### EXERCISE
Write what comes next in the movie recap about the family's trip to the ghost town of Weaver, picking up right after its last sentence.

But this doesn't stop our family, who fires up their brand-new Ford Excursion™ (this shit must have been sponsored by Ford, I swear, it feels like a commercial for the Excursion™ at times) and head down a long, dusty road deep into the desert--despite being warned to "stick to the roads, lads pavement." 

Why stick to the pavement when the Ford Excursion™ can handle any tough terrain

Sure enough, they eventually find Weaver, which indeed seems to be a tiny ghost town. They explore a bit, taking photos of musty, dusty buildings while noting that it's like all the people who live there...wait for it...disappeared. You know, food left on the tables, calendars from the 1940s, etc. They also find some footage that gives us a wee found footage moment of previous visitors to Weaver being pursued by someone...or something, dun dun dunnn.

Referring expression grounding data:
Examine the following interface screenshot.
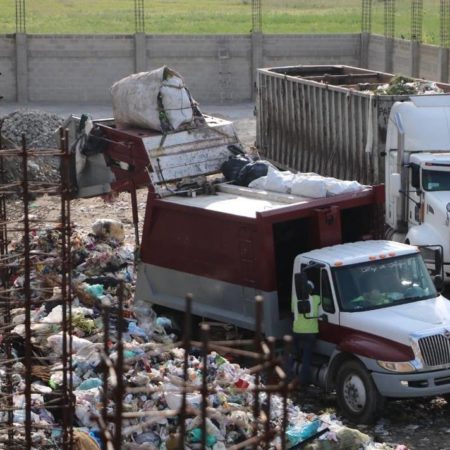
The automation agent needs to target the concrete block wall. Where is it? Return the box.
[28,35,134,103]
[147,35,252,103]
[0,33,449,104]
[420,45,439,81]
[0,34,360,104]
[263,34,360,67]
[0,35,16,101]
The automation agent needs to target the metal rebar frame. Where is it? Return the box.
[384,0,395,39]
[95,294,308,450]
[16,0,27,33]
[134,0,145,33]
[411,0,423,43]
[439,0,450,48]
[252,0,262,33]
[361,0,372,33]
[0,137,74,450]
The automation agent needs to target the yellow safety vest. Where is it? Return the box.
[291,294,320,333]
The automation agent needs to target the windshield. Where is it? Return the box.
[422,170,450,191]
[333,254,437,312]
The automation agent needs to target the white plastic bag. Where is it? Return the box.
[266,168,295,194]
[325,178,363,197]
[291,174,327,198]
[111,66,193,131]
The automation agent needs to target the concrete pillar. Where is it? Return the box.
[250,32,264,100]
[16,33,28,103]
[384,38,394,73]
[134,33,148,73]
[438,47,449,83]
[359,31,370,69]
[410,41,420,78]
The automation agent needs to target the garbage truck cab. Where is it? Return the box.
[292,240,450,423]
[385,95,450,283]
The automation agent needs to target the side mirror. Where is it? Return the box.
[294,272,310,300]
[389,173,402,197]
[433,275,444,293]
[419,245,444,279]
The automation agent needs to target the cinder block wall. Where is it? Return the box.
[0,34,360,104]
[0,34,449,104]
[28,35,134,103]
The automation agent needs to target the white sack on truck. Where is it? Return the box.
[111,66,201,132]
[248,167,364,198]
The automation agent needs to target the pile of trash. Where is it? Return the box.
[375,75,443,95]
[221,153,364,198]
[0,109,63,183]
[0,220,402,450]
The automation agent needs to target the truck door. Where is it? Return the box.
[308,267,339,355]
[308,267,339,327]
[407,163,422,229]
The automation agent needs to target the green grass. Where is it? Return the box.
[0,0,442,44]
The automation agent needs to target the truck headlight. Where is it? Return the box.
[377,361,416,373]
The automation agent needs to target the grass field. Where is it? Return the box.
[0,0,440,44]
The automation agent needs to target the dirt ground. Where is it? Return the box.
[5,108,450,450]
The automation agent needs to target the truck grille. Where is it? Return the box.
[419,334,450,367]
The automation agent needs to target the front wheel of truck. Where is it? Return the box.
[336,361,384,424]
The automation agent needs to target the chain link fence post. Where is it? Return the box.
[359,0,372,68]
[411,0,423,77]
[15,0,28,103]
[134,0,147,73]
[384,0,396,73]
[438,0,450,83]
[250,0,263,99]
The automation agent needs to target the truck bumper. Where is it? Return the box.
[372,369,450,398]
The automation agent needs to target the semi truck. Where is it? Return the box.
[257,66,450,283]
[67,111,450,422]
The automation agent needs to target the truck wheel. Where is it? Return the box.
[336,361,384,424]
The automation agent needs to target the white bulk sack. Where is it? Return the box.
[111,66,193,131]
[325,178,363,197]
[291,174,327,198]
[266,167,295,194]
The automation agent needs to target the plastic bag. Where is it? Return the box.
[220,155,252,182]
[325,178,363,197]
[291,174,327,198]
[236,161,273,186]
[266,170,295,194]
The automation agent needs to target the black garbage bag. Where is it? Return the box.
[220,155,252,183]
[236,161,272,186]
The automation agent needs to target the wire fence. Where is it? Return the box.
[0,0,449,45]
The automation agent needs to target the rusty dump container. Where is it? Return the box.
[256,65,450,184]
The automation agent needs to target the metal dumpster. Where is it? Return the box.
[256,65,450,184]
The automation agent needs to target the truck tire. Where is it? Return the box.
[336,360,384,424]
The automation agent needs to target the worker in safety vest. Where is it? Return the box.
[292,281,320,386]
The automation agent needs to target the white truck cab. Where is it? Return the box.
[385,95,450,282]
[293,241,450,423]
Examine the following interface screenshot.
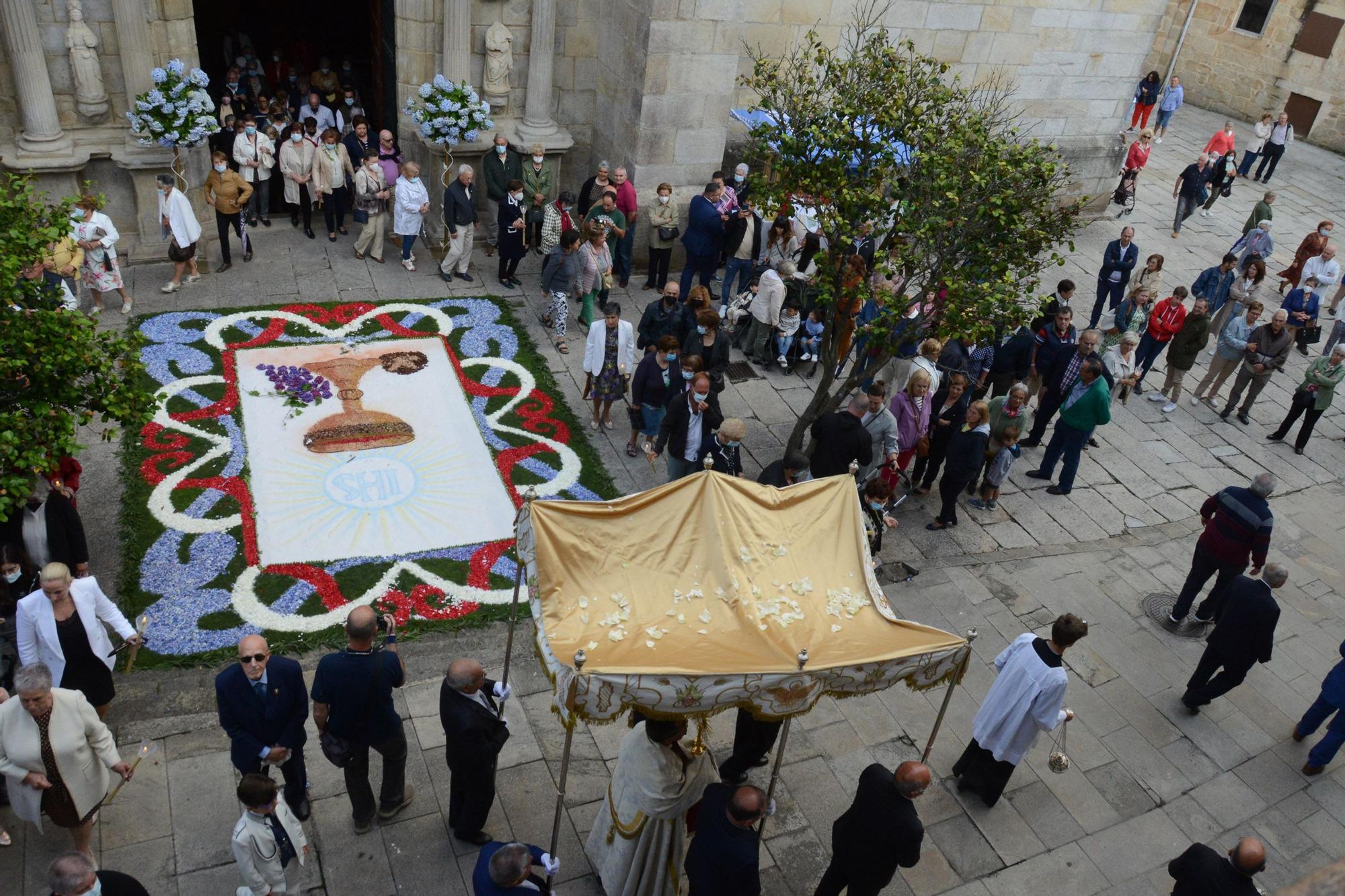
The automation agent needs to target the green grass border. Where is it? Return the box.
[117,294,620,669]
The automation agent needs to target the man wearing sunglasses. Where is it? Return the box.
[215,635,309,821]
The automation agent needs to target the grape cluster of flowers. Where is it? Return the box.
[257,364,332,407]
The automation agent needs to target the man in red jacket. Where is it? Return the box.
[1135,286,1186,395]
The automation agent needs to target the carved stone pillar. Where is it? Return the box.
[0,0,71,155]
[518,0,560,144]
[444,0,472,81]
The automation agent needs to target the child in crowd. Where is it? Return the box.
[967,426,1021,510]
[799,308,826,360]
[775,302,799,367]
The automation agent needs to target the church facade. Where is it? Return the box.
[0,0,1169,261]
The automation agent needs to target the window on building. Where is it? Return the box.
[1294,12,1345,59]
[1233,0,1275,35]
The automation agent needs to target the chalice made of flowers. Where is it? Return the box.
[304,351,429,455]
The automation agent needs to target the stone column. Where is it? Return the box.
[443,0,472,81]
[112,0,155,99]
[0,0,73,153]
[518,0,558,144]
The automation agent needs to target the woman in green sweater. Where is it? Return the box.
[1266,343,1345,455]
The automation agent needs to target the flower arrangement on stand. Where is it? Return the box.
[126,59,219,188]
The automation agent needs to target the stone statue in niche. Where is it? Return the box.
[482,22,514,109]
[66,0,108,121]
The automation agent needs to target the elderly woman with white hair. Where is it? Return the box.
[0,663,132,857]
[1266,344,1345,455]
[1228,218,1275,273]
[17,564,140,719]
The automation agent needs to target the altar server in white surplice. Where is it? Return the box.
[585,719,720,896]
[952,614,1088,806]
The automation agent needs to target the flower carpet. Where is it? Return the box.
[118,297,615,665]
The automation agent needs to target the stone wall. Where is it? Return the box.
[1145,0,1345,151]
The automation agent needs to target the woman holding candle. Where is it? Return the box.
[0,662,132,857]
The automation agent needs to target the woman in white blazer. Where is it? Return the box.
[16,564,140,719]
[234,116,276,227]
[0,663,130,856]
[584,301,635,429]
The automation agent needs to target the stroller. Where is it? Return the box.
[1111,168,1139,218]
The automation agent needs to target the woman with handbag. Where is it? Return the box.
[155,175,200,296]
[69,192,130,313]
[1266,344,1345,455]
[584,301,635,429]
[644,183,679,289]
[1279,277,1322,355]
[523,142,555,254]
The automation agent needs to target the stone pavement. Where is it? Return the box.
[0,108,1345,896]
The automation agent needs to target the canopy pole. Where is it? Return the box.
[757,647,808,837]
[498,486,537,719]
[920,626,978,762]
[546,649,588,892]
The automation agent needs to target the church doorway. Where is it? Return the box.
[195,0,398,132]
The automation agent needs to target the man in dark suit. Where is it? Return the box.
[681,180,729,296]
[215,626,309,821]
[683,784,775,896]
[648,370,726,482]
[1018,329,1115,448]
[0,477,89,577]
[814,763,929,896]
[808,393,873,479]
[438,658,510,846]
[1181,564,1289,716]
[1088,227,1139,328]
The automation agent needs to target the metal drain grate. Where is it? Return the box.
[724,360,761,382]
[1139,594,1212,641]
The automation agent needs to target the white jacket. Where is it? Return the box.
[15,576,136,685]
[234,129,276,183]
[229,799,308,896]
[159,187,200,249]
[584,317,635,376]
[393,177,429,237]
[0,683,121,831]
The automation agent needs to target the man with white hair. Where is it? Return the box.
[1167,473,1275,623]
[47,850,149,896]
[438,163,476,282]
[1219,308,1294,426]
[1173,152,1213,239]
[1181,564,1289,716]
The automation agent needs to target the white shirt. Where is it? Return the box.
[1298,255,1341,290]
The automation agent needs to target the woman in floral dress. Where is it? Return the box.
[70,192,130,315]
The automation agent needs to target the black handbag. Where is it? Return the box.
[317,650,383,768]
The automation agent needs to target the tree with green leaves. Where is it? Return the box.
[0,173,153,520]
[740,1,1084,448]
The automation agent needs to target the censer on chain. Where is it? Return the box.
[1046,719,1069,775]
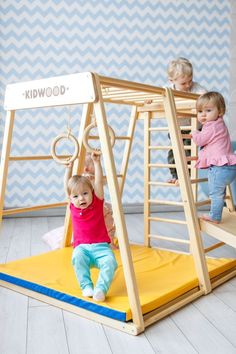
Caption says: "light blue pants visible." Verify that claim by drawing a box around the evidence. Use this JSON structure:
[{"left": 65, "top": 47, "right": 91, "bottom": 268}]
[
  {"left": 72, "top": 243, "right": 117, "bottom": 294},
  {"left": 208, "top": 165, "right": 236, "bottom": 221}
]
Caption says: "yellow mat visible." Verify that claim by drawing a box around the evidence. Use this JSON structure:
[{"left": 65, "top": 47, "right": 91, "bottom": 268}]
[{"left": 0, "top": 245, "right": 236, "bottom": 321}]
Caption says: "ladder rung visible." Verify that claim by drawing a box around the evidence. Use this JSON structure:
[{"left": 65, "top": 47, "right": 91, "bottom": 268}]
[
  {"left": 186, "top": 156, "right": 198, "bottom": 161},
  {"left": 148, "top": 181, "right": 179, "bottom": 187},
  {"left": 148, "top": 235, "right": 190, "bottom": 244},
  {"left": 190, "top": 178, "right": 208, "bottom": 184},
  {"left": 148, "top": 178, "right": 208, "bottom": 187},
  {"left": 148, "top": 216, "right": 187, "bottom": 225},
  {"left": 88, "top": 135, "right": 131, "bottom": 140},
  {"left": 148, "top": 145, "right": 191, "bottom": 150},
  {"left": 9, "top": 155, "right": 61, "bottom": 161},
  {"left": 204, "top": 242, "right": 225, "bottom": 253},
  {"left": 148, "top": 127, "right": 169, "bottom": 132},
  {"left": 3, "top": 202, "right": 68, "bottom": 215},
  {"left": 181, "top": 134, "right": 192, "bottom": 139},
  {"left": 148, "top": 199, "right": 183, "bottom": 206},
  {"left": 195, "top": 199, "right": 211, "bottom": 207},
  {"left": 176, "top": 111, "right": 197, "bottom": 119},
  {"left": 148, "top": 163, "right": 176, "bottom": 168}
]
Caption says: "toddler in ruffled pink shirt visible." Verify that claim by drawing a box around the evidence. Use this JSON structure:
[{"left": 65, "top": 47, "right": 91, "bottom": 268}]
[{"left": 192, "top": 92, "right": 236, "bottom": 224}]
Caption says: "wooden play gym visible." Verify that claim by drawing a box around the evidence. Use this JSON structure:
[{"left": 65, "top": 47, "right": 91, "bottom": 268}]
[{"left": 0, "top": 72, "right": 236, "bottom": 335}]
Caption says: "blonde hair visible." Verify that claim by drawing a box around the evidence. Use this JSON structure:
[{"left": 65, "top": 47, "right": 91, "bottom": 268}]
[
  {"left": 67, "top": 175, "right": 93, "bottom": 195},
  {"left": 167, "top": 57, "right": 193, "bottom": 80},
  {"left": 196, "top": 91, "right": 226, "bottom": 116}
]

### ANSWER FOR THE TASK
Spooked, they go to leave but their Ford Excursion™ won't start. They stay the night in one of the buildings and I will admit: It was my turn to be spooked. In the middle of the night, Harry Hamlin grabs a flashlight and heads upstairs to investigate a noise down a dark hallway and it was a surprisingly effective sequence. I've said it time and time again, noises in the dark are all I really need for a horror movie to scare me and dagummit this worked. 

The next morning, the Ford Excursion™ is missing altogether. Was it stolen by a someone...or something? The group splits up, and Harry Hamlin and A Boy take off across the desert, hoping to find help back at the dusty diner. Things get a little weird from here with more and more added to the mystery. Susan Dey falls down into a mineshaft and is pursued by someone...or something: We get a lot of heavy breathing and POV shots, but we never see what exactly it is. A Boy disappears after cresting a sand dune. There's a rundown cemetery that looks like the one outside Goodsprings in Fallout: New Vegas but there are fresh graves. The dusty town clearly has a secret, so I just kept falling deeper and deeper under Disappearance's spell.


Ultimately there are a bunch of theories as to what is what.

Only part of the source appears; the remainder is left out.